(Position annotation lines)
>> START

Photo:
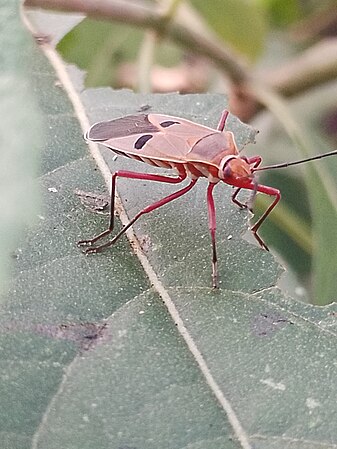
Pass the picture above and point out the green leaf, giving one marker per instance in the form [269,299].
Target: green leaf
[102,352]
[242,24]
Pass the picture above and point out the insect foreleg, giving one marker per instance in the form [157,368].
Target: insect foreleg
[222,122]
[130,175]
[212,228]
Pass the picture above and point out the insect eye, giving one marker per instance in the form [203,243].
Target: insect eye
[142,141]
[169,123]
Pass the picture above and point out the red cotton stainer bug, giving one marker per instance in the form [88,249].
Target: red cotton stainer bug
[193,151]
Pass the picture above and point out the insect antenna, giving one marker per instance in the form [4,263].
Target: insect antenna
[301,161]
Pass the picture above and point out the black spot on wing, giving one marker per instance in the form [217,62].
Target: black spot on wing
[121,127]
[142,141]
[168,123]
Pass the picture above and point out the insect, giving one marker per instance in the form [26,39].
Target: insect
[193,151]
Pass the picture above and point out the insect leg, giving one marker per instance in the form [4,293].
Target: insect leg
[146,210]
[268,191]
[256,161]
[130,175]
[212,228]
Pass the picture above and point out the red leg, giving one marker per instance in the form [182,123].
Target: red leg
[212,228]
[222,123]
[146,210]
[256,161]
[130,175]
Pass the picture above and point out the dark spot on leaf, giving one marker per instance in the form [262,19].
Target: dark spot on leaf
[94,202]
[142,141]
[169,123]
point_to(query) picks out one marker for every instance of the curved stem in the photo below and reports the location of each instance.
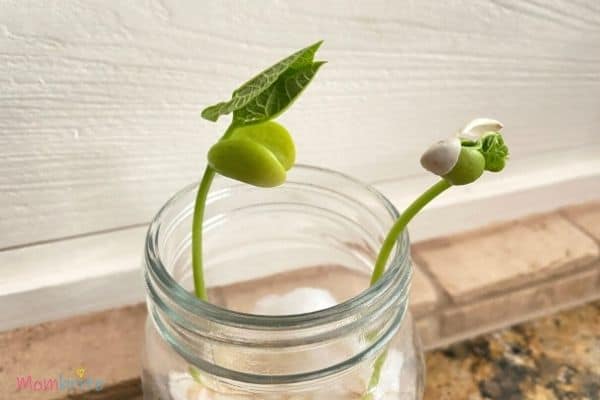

>> END

Problem description
Reproduce the lines above word for word, leaving out the pictures.

Final result
Photo:
Pass the picture above and point out the green leaf, giving one marker per instance in the form [269,299].
Target: green leaf
[102,352]
[242,24]
Pass the picture above and point out the insect foreleg, giving one marker per instance in the form [157,368].
Target: insect foreleg
[222,122]
[130,175]
[212,228]
Pass the picture above and point out the insect eye, giving one marker per instance in the form [203,243].
Target: insect eye
[142,141]
[169,123]
Pass the picture above and point out the red cotton stainer bug, giving one marker per instance in the form [88,249].
Target: red cotton stainer bug
[193,151]
Pass the picture above and point out the insect antenna, giving one marker per instance in the form [4,263].
Target: insect antenna
[301,161]
Pass the picture above and point out the black spot on wing, giving one marker per instance in the form [217,62].
Target: black spot on wing
[121,127]
[142,141]
[168,123]
Pass the picture above and point out the insect, giving one marker per instance in the form [26,39].
Target: insect
[193,151]
Pass the picture above and point out the insect leg, giving one marker per instance in the form [4,293].
Target: insect leg
[146,210]
[268,191]
[256,161]
[130,175]
[212,228]
Pass the picture above and point out the red leg, giving one marker per instance in the form [182,123].
Target: red leg
[212,228]
[222,123]
[146,210]
[256,161]
[130,175]
Pass the picture above and point out the dark spot on leaf, giving one marker per instance in the form [262,19].
Target: dark spot on leaf
[94,202]
[142,141]
[169,123]
point_to(query) picks out one marker for every instance of the curved stem in the photo below and reports the location of each instance.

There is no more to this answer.